REQUIREMENTS
Quote exactly the lines running from the line with "the stone wall." to the end of the entries, including both, and nothing else.
* BEGIN RECORDS FOR THIS EXERCISE *
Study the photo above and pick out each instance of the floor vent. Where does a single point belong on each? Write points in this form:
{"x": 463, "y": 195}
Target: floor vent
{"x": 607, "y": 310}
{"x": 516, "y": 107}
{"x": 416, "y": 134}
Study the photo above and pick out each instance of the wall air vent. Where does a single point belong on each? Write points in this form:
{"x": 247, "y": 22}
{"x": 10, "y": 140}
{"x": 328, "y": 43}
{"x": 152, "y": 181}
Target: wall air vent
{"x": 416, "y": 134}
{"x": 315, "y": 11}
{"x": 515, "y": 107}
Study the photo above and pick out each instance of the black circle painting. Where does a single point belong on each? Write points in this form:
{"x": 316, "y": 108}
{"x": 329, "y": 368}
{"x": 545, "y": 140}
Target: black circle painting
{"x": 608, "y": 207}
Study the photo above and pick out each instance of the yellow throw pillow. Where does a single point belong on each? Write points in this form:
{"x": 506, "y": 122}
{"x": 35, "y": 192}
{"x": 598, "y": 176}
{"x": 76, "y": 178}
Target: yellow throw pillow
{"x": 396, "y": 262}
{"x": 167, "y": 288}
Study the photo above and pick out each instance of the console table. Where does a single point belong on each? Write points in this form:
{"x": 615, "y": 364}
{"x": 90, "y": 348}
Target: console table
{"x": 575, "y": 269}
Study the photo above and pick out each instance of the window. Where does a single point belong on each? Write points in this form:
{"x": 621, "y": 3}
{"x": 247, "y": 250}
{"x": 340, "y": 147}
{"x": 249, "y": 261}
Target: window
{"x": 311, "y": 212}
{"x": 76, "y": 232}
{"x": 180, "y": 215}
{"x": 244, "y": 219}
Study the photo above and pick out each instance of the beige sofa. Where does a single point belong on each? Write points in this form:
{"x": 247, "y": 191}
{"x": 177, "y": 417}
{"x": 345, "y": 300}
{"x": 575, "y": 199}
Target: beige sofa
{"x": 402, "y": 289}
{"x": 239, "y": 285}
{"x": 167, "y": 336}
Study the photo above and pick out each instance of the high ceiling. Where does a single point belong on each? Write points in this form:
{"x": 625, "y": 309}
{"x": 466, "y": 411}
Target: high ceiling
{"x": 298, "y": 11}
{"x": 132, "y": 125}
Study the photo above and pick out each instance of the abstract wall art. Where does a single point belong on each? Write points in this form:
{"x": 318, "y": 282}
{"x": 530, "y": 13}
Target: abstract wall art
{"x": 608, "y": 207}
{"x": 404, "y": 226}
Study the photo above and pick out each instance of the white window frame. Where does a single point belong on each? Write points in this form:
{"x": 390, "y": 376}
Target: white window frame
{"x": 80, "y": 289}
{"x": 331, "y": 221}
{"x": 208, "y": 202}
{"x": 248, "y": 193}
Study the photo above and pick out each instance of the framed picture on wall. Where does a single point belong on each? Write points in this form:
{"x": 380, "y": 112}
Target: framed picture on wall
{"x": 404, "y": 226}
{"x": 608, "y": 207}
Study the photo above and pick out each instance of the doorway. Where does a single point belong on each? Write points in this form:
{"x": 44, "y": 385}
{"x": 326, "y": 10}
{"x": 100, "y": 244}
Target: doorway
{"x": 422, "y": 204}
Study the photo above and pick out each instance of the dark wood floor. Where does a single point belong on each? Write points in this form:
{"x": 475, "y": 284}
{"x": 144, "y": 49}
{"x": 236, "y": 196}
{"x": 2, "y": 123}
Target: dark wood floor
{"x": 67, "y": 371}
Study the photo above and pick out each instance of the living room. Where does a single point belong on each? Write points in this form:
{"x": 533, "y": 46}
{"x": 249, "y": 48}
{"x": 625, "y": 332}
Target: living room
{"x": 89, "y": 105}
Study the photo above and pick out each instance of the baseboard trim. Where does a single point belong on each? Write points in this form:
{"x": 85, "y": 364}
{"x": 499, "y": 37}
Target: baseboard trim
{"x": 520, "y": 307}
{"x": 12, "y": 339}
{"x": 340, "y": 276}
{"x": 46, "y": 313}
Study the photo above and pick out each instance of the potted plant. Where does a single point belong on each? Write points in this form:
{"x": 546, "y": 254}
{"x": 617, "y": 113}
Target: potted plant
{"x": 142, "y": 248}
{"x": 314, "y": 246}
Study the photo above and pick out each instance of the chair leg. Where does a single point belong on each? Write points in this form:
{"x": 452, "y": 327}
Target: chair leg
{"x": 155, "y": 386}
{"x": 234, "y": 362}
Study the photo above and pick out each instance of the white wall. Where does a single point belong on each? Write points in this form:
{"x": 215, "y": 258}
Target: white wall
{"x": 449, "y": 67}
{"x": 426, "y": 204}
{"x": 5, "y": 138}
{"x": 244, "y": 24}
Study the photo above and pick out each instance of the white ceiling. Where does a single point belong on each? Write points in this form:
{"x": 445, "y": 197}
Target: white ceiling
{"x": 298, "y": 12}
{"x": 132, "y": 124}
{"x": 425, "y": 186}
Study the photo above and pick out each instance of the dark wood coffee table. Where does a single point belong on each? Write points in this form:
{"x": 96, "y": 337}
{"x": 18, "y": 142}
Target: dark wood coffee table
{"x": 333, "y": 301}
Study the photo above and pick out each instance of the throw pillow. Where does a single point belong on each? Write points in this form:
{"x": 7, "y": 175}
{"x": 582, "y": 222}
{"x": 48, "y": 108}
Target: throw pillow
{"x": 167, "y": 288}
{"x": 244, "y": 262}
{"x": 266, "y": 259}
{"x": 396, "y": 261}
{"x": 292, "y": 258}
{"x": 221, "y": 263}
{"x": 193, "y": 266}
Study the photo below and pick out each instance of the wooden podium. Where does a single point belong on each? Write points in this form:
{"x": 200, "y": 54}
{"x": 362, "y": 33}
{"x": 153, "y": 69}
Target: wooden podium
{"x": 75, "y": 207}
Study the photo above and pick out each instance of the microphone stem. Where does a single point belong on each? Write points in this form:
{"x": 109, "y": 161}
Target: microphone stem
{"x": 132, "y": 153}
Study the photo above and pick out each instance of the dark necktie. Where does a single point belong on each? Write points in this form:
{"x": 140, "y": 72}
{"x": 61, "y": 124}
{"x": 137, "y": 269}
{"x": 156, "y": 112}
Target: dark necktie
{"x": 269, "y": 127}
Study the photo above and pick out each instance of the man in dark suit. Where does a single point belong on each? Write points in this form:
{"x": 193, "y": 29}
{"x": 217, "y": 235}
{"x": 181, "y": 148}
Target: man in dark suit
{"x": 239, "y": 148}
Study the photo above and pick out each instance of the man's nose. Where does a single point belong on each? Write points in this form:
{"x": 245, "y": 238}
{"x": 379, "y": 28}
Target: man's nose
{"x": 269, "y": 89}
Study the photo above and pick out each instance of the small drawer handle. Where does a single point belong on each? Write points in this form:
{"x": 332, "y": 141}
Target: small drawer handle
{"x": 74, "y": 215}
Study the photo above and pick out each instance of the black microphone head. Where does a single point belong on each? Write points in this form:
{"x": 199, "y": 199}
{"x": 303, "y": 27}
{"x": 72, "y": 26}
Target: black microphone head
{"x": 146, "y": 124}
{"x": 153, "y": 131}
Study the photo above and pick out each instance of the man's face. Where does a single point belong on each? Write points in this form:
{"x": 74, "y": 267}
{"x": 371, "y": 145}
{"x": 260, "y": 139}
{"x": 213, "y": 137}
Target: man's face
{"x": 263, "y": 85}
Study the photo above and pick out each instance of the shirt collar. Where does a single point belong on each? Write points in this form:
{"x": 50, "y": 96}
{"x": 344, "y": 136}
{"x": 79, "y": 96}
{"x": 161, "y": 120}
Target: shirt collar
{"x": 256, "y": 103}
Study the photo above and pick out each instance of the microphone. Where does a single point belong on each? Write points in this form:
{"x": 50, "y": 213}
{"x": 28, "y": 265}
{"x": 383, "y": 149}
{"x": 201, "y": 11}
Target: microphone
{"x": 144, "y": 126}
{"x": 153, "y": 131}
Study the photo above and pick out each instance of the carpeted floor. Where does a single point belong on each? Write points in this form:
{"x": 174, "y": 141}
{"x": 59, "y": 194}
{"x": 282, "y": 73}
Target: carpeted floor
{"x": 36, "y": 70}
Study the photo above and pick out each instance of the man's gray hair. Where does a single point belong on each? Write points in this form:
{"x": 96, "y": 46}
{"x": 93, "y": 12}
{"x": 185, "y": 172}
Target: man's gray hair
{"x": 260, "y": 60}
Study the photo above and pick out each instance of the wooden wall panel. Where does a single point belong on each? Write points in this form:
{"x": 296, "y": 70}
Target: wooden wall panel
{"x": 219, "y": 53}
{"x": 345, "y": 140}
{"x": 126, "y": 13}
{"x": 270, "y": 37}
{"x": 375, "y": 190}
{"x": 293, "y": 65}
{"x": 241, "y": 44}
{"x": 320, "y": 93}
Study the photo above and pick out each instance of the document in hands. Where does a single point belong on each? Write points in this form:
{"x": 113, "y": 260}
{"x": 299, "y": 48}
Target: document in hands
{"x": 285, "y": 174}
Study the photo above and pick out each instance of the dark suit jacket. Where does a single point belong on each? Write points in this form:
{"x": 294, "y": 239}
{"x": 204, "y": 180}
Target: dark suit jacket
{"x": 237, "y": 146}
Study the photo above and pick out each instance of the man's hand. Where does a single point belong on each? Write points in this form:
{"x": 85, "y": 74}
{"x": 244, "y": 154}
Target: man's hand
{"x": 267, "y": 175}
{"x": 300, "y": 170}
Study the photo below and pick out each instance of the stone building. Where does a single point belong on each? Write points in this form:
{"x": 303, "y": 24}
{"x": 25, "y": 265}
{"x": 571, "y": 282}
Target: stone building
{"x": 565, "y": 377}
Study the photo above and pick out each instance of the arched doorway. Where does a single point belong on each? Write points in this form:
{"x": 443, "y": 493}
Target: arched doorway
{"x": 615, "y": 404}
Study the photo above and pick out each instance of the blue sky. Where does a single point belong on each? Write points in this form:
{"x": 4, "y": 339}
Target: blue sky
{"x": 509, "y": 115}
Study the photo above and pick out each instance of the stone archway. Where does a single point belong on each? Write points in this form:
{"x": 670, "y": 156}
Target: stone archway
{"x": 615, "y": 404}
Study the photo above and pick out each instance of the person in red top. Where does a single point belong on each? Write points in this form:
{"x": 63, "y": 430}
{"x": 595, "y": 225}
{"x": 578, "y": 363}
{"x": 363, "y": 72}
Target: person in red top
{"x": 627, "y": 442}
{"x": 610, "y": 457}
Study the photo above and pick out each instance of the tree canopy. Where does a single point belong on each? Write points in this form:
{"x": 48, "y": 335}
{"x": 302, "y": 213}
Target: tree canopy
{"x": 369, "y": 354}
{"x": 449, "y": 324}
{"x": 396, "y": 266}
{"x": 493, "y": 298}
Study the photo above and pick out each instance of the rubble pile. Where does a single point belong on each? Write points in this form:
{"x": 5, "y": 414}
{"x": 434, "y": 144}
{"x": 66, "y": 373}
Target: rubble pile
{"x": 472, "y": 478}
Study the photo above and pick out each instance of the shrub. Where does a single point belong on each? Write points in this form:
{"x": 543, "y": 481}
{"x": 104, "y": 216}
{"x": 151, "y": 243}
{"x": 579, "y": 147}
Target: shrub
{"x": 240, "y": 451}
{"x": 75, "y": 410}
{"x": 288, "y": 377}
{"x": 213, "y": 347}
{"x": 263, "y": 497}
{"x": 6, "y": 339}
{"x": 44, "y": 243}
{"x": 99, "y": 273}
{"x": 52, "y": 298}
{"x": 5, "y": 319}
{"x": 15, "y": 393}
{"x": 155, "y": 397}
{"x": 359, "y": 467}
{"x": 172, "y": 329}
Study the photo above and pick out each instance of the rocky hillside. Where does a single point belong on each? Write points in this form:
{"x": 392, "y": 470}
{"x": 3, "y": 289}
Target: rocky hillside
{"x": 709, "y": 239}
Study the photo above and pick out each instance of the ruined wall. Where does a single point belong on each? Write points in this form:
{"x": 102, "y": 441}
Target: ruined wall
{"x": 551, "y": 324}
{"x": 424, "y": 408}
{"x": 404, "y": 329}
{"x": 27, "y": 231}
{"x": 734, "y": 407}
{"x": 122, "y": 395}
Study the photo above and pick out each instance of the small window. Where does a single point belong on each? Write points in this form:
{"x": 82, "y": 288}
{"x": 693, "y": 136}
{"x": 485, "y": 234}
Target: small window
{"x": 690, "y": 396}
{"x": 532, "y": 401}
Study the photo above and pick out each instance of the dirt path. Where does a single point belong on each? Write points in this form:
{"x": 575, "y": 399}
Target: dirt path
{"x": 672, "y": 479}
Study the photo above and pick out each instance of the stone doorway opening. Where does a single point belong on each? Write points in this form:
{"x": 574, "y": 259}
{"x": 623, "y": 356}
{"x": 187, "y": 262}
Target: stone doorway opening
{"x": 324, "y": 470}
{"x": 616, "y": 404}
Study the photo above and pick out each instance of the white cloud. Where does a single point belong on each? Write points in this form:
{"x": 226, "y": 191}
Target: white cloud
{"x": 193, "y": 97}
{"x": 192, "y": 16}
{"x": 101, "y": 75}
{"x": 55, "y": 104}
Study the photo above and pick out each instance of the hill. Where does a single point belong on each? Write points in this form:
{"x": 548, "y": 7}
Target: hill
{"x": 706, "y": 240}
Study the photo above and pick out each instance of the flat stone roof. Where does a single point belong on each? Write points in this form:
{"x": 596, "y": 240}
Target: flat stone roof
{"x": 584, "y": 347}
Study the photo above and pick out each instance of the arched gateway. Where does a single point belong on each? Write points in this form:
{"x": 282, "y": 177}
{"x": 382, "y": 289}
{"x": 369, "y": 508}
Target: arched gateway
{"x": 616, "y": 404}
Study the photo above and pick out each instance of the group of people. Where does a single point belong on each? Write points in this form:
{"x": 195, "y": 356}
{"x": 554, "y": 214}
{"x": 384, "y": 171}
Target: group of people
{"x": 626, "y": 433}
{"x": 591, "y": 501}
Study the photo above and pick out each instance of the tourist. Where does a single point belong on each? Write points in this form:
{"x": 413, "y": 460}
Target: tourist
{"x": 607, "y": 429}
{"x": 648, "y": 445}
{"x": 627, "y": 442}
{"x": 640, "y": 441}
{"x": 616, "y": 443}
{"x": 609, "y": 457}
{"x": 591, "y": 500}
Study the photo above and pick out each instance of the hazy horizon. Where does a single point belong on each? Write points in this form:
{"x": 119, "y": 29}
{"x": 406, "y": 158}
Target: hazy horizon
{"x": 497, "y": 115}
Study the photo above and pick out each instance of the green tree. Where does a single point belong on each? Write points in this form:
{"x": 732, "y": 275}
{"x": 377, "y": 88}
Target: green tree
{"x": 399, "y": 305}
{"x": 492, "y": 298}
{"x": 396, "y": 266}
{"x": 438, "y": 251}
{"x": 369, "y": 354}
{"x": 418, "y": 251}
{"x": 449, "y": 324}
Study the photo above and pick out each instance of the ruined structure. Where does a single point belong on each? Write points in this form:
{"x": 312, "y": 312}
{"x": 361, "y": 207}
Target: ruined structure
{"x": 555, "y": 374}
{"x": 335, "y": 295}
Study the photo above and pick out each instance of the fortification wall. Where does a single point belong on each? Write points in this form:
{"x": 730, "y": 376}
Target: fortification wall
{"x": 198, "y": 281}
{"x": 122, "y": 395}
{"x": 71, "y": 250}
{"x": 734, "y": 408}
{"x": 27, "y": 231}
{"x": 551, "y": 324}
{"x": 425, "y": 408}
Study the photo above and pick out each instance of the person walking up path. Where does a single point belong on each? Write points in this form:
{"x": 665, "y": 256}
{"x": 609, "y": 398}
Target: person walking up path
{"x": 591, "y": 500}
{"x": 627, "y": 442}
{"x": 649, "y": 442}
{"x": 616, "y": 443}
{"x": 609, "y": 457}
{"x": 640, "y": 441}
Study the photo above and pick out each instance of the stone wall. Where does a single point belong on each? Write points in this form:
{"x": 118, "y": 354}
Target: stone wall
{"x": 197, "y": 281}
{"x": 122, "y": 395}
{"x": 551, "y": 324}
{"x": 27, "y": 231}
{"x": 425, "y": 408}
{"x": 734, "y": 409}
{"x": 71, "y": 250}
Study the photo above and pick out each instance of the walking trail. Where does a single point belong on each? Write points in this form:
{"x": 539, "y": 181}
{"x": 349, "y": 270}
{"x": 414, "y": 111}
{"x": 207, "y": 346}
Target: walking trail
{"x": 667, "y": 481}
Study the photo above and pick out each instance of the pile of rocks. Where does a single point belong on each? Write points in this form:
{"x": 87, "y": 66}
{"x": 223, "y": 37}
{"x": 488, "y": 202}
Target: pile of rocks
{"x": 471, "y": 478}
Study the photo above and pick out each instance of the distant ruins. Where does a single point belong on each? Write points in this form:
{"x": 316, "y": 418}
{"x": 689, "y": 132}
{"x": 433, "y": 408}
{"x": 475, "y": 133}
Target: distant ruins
* END RECORDS FOR THIS EXERCISE *
RESULT OF THIS TASK
Study the photo above and pick out each instance of the stone wall. Where does a single point belong on each? Write points in this form:
{"x": 118, "y": 354}
Target: stone wall
{"x": 197, "y": 281}
{"x": 122, "y": 395}
{"x": 551, "y": 324}
{"x": 27, "y": 231}
{"x": 425, "y": 408}
{"x": 734, "y": 409}
{"x": 71, "y": 250}
Study the photo above and pick out each instance of the walking trail. Where does a single point belong on each? Write points in this form:
{"x": 539, "y": 181}
{"x": 349, "y": 270}
{"x": 414, "y": 111}
{"x": 207, "y": 346}
Target: walking trail
{"x": 667, "y": 481}
Study the photo above and pick out each instance of the pile of rocks. Where does a single point belong on each? Write points in this form:
{"x": 87, "y": 66}
{"x": 223, "y": 37}
{"x": 488, "y": 202}
Target: pile of rocks
{"x": 471, "y": 478}
Study the photo above and pick out each instance of the distant ruins. Where does a single point belong on each? Write points in this form:
{"x": 316, "y": 418}
{"x": 689, "y": 132}
{"x": 433, "y": 408}
{"x": 475, "y": 133}
Target: distant ruins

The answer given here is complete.